C# Parsing files that are missing new line character at the end of the file

Question

Question: What is the best way to parse files that are missing the new line character at the end of the file? Should I just use a try and catch on OutOfMemoryException? Or, is there a better way?

Background: I am parsing log files using StreamReader's Readline() method to read in the next line. So, the basic loop structure looks like this:

while ((line = sr.ReadLine()) != null)
{
      // Parse the file
}

This works well, even on large files (i.e., > 2GB). But, when the next line is not null and does not contain a new line character then StreamReader just reads blank spaces until all memory is consumed and an OutOfMemoryException is thrown. Is this the best way to handle a missing new line character at the end of the file? Or, are there better ways of handling this problem?

Note: the file is being created from IIS Exchange Server. Without digging in with our IT group, the file appears to be cutoff mid-creation, resulting in the last row being bad as it is missing data.

Research: I found a posting on SO (see below) that refers to using File.ReadFile. While it works on a much smaller file (i.e., < 2GB) that is missing the new line character, it still fails on large files (i.e., > 2GB).
----
TASKS TO PERFORM:
**A)** From the C# parsing question, return the passage that begins at the words "Question: What is" and stops after the words "sr.ReadLine()) != null)".
**B)** In the C# parsing question, which server is the log file created from?
----
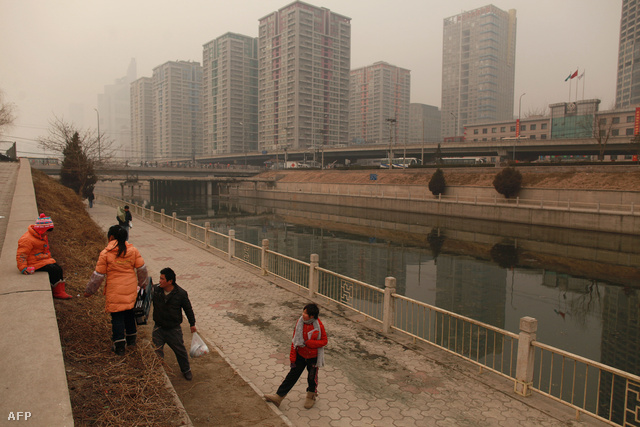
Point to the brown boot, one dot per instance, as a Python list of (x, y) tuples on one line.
[(274, 398), (311, 400), (58, 291)]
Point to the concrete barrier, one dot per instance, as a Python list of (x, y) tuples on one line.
[(34, 381)]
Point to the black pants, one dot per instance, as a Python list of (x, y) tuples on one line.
[(55, 272), (173, 338), (122, 321), (295, 372)]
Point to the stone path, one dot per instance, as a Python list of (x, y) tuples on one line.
[(369, 379)]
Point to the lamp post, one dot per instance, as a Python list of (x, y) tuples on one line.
[(98, 115), (518, 127)]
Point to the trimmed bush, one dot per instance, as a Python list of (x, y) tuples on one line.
[(508, 182), (437, 183)]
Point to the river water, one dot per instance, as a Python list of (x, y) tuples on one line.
[(583, 287)]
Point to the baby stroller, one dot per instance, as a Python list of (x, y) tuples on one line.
[(143, 304)]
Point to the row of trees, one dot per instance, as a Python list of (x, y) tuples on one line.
[(507, 182)]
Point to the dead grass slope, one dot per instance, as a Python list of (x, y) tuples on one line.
[(105, 389)]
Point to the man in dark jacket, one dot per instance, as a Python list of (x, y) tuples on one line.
[(169, 300)]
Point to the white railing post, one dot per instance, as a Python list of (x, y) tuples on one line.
[(313, 274), (526, 353), (206, 234), (263, 259), (232, 243), (388, 309)]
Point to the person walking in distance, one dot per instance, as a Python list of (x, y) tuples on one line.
[(169, 300), (307, 351), (124, 218), (33, 255), (124, 269)]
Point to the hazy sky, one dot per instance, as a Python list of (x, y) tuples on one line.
[(62, 52)]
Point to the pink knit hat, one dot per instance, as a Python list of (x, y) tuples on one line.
[(43, 224)]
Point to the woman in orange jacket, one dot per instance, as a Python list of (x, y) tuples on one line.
[(34, 255), (124, 269)]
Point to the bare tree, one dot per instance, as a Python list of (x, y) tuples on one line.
[(7, 115), (97, 148)]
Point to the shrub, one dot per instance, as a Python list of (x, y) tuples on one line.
[(508, 182), (437, 183)]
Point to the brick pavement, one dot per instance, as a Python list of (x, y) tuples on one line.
[(368, 380)]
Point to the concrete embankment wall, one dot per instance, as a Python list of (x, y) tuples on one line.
[(32, 369), (406, 198)]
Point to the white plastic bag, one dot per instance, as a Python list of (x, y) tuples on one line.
[(198, 347)]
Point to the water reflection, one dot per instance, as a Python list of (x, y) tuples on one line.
[(581, 286)]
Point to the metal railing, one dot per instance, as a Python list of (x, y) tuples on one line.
[(609, 394)]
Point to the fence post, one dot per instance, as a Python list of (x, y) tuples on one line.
[(263, 259), (232, 243), (313, 275), (526, 352), (388, 309)]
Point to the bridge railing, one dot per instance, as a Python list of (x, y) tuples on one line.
[(587, 386)]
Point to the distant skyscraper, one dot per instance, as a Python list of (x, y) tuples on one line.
[(424, 123), (142, 119), (304, 61), (478, 68), (177, 110), (230, 87), (379, 104), (114, 111), (628, 85)]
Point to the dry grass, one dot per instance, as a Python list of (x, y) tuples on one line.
[(105, 389)]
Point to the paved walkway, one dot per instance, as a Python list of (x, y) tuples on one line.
[(369, 379)]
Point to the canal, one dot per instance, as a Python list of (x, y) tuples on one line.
[(581, 286)]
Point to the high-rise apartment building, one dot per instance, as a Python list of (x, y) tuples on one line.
[(230, 101), (114, 113), (478, 68), (424, 123), (379, 104), (304, 60), (177, 110), (628, 84), (142, 119)]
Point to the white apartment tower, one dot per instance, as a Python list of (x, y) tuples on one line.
[(304, 60), (379, 104), (628, 83), (478, 68), (177, 110), (230, 101), (142, 119)]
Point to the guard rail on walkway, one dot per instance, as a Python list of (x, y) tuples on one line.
[(590, 387)]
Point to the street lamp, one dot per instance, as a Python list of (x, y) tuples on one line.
[(98, 114), (518, 127)]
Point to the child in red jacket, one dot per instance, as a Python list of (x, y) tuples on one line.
[(307, 351)]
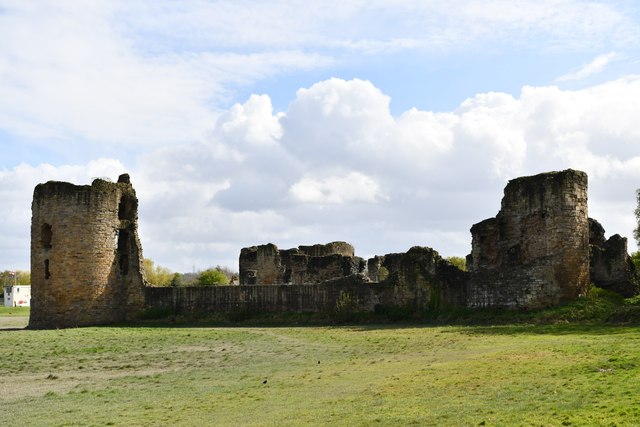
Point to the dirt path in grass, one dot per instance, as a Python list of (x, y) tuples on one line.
[(13, 322)]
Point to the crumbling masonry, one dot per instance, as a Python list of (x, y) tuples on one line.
[(540, 250), (85, 254)]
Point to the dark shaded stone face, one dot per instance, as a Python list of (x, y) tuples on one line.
[(267, 265), (535, 252), (610, 264), (85, 254)]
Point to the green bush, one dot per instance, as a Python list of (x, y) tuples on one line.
[(212, 277)]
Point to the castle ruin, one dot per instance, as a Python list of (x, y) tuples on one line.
[(86, 257), (540, 250)]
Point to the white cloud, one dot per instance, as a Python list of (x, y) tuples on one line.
[(352, 187), (338, 165), (594, 67)]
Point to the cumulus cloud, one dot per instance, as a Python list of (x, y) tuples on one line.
[(594, 67), (339, 165), (352, 187)]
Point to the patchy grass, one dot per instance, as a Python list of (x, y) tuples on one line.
[(558, 374), (14, 311), (578, 364), (14, 317)]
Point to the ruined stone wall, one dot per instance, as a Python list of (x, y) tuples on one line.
[(85, 254), (347, 294), (420, 280), (535, 252), (610, 264), (267, 265)]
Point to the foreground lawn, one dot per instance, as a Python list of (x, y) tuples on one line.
[(387, 375)]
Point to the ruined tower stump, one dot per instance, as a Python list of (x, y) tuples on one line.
[(535, 252), (85, 254)]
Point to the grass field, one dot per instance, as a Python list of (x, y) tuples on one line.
[(393, 374)]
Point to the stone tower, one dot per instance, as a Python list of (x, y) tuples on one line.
[(535, 252), (86, 258)]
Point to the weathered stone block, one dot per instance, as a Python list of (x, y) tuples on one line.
[(267, 265), (610, 265), (535, 252), (85, 254)]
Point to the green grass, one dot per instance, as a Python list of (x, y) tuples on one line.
[(14, 311), (401, 375), (572, 365)]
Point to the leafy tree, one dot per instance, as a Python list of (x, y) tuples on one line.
[(212, 277), (19, 277), (176, 280), (636, 231), (459, 262), (635, 257), (156, 275)]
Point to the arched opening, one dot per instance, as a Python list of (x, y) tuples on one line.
[(46, 235), (127, 208), (123, 252), (47, 273)]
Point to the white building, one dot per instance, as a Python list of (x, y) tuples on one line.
[(17, 296)]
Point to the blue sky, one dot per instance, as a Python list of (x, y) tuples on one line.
[(387, 124)]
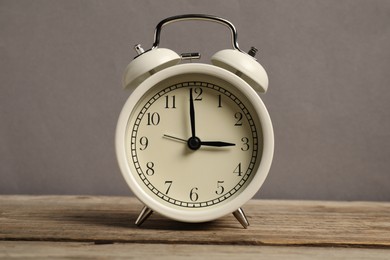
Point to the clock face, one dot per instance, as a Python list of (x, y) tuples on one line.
[(193, 142)]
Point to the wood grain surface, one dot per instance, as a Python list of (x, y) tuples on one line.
[(305, 226)]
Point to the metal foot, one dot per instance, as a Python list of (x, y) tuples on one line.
[(240, 216), (145, 213)]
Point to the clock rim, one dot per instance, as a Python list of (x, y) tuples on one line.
[(200, 214)]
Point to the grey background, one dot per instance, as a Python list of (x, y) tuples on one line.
[(328, 62)]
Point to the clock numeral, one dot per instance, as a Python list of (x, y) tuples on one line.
[(153, 118), (193, 195), (238, 170), (219, 100), (238, 117), (169, 183), (245, 144), (170, 101), (150, 168), (220, 188), (198, 92), (144, 142)]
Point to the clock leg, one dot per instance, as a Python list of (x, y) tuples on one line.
[(145, 213), (240, 216)]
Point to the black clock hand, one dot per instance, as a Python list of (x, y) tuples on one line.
[(216, 143), (205, 143), (192, 115), (175, 138)]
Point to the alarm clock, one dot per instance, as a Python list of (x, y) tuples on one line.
[(194, 141)]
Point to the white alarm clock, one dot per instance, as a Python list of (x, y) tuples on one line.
[(194, 141)]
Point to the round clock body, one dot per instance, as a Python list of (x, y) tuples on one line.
[(194, 142)]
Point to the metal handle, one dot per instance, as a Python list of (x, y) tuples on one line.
[(203, 17)]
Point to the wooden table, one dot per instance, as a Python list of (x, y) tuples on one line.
[(50, 227)]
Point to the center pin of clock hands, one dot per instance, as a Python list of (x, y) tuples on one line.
[(194, 143)]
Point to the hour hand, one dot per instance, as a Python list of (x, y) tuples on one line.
[(216, 143)]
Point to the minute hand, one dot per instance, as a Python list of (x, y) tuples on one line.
[(216, 143)]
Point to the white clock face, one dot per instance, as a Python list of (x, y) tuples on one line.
[(193, 142)]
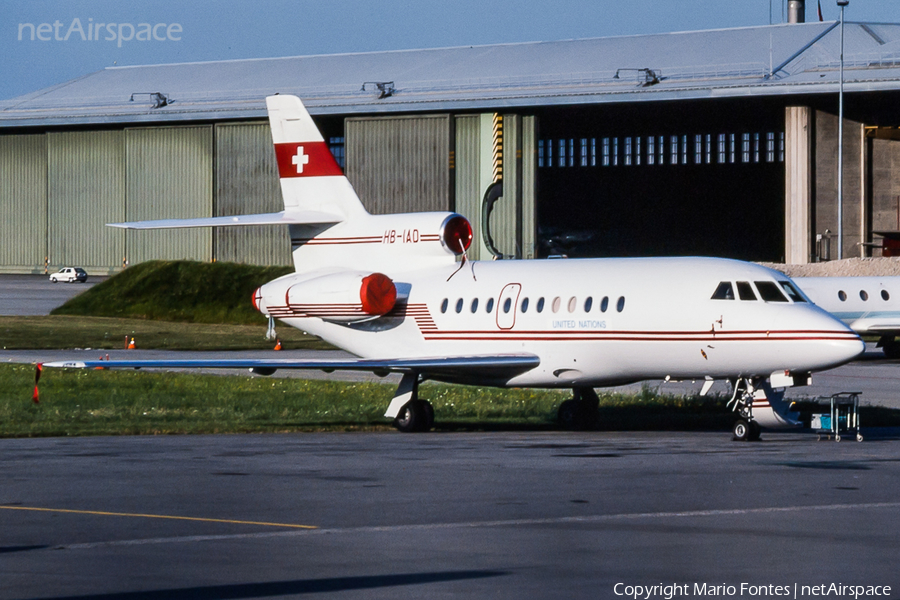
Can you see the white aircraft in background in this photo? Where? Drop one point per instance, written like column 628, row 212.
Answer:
column 398, row 292
column 868, row 305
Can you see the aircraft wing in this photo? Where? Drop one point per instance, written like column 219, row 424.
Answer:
column 499, row 366
column 279, row 218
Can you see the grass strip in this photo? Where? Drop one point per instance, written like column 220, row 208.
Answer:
column 92, row 402
column 184, row 291
column 59, row 332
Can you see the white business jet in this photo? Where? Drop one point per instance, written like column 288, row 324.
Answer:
column 868, row 305
column 398, row 292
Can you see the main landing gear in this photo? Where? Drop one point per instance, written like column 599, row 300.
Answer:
column 410, row 414
column 890, row 345
column 581, row 412
column 745, row 429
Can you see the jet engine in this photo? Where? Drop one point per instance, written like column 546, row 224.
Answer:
column 347, row 297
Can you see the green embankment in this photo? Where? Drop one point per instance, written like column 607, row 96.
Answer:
column 183, row 291
column 90, row 402
column 180, row 305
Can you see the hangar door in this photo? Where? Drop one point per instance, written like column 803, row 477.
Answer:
column 85, row 190
column 247, row 183
column 169, row 177
column 688, row 178
column 400, row 164
column 23, row 202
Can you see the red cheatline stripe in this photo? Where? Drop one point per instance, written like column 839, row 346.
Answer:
column 503, row 336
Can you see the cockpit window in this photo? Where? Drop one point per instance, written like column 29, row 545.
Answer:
column 724, row 291
column 770, row 292
column 745, row 291
column 791, row 291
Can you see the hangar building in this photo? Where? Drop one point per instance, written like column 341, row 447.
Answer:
column 716, row 142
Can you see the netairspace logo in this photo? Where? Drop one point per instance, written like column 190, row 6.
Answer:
column 795, row 591
column 93, row 32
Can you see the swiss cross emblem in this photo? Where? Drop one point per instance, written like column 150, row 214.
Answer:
column 300, row 159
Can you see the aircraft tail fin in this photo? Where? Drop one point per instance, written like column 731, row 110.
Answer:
column 311, row 179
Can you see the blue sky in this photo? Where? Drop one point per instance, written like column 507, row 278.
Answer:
column 167, row 31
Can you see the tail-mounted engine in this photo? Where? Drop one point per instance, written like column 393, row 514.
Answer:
column 348, row 297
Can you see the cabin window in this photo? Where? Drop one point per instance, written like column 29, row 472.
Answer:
column 745, row 291
column 770, row 292
column 724, row 291
column 791, row 291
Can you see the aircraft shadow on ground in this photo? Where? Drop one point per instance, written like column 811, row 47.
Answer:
column 288, row 588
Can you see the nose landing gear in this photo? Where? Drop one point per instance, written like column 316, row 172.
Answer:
column 745, row 429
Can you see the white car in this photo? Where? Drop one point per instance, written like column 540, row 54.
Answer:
column 69, row 275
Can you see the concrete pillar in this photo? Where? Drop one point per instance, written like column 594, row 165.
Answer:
column 825, row 190
column 798, row 185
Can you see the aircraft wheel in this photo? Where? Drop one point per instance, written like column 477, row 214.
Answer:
column 415, row 416
column 741, row 430
column 891, row 349
column 755, row 431
column 429, row 415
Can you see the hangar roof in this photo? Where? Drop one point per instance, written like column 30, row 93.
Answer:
column 766, row 60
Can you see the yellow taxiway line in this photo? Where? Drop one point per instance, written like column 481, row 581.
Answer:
column 145, row 516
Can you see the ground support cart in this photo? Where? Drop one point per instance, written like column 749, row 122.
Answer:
column 842, row 418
----
EXERCISE RESULTS:
**A)**
Question: What is the best way to parse files that are missing the new line character at the end of the file? Should I just use a try and catch on OutOfMemoryException? Or, is there a better way?

Background: I am parsing log files using StreamReader's Readline() method to read in the next line. So, the basic loop structure looks like this:

while ((line = sr.ReadLine()) != null)

**B)** IIS Exchange Server